> [SET TASK]:
Copy out, word for word, the stretch of the records from their first line through the line that contains "[558,240,688,522]".

----------

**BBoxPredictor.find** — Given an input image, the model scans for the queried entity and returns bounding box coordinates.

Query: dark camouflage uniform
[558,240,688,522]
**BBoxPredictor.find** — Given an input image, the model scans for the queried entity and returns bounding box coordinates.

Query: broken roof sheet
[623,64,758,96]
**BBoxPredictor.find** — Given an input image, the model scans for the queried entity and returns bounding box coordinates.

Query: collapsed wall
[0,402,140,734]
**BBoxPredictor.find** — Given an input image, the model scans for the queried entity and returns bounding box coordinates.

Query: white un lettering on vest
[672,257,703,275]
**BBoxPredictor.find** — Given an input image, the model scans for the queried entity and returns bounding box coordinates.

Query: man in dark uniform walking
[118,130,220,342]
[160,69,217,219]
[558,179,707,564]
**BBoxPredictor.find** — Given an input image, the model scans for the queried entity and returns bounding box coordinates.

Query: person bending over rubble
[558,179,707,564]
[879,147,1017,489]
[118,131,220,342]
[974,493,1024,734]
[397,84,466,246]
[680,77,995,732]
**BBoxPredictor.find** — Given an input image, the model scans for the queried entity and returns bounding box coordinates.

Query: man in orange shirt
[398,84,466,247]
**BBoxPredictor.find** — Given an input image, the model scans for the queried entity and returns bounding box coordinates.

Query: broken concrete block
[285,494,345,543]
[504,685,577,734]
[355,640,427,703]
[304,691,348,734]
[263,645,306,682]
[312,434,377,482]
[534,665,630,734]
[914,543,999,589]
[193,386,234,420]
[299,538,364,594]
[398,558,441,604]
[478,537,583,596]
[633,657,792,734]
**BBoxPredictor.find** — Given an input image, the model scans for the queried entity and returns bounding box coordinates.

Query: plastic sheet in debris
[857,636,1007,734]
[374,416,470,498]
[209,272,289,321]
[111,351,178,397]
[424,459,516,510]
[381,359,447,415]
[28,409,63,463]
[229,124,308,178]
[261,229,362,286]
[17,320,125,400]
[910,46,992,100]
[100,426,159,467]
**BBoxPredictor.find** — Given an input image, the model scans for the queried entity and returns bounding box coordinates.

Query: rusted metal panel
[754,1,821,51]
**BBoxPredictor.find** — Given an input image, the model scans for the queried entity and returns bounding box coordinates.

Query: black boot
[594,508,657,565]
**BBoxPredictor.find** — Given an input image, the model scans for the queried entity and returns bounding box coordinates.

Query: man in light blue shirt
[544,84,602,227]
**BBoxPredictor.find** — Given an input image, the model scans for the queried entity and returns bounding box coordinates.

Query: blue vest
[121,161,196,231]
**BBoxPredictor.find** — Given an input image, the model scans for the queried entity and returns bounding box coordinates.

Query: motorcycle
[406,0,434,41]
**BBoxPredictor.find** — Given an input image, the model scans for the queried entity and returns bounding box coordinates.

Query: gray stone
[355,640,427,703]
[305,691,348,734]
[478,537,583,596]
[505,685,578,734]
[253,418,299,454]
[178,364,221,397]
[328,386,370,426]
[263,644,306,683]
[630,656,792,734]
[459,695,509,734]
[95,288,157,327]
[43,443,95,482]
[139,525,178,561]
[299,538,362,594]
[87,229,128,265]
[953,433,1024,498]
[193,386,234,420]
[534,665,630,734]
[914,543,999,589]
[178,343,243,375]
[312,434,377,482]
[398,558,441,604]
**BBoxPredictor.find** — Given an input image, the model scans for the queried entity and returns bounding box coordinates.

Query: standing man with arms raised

----------

> [ANSWER TO THE EXERCISE]:
**BBoxPredictor.find** — Given an input image, the model scans for the queried entity and returns bounding box coordinates.

Query: dark camouflage uniform
[558,240,688,522]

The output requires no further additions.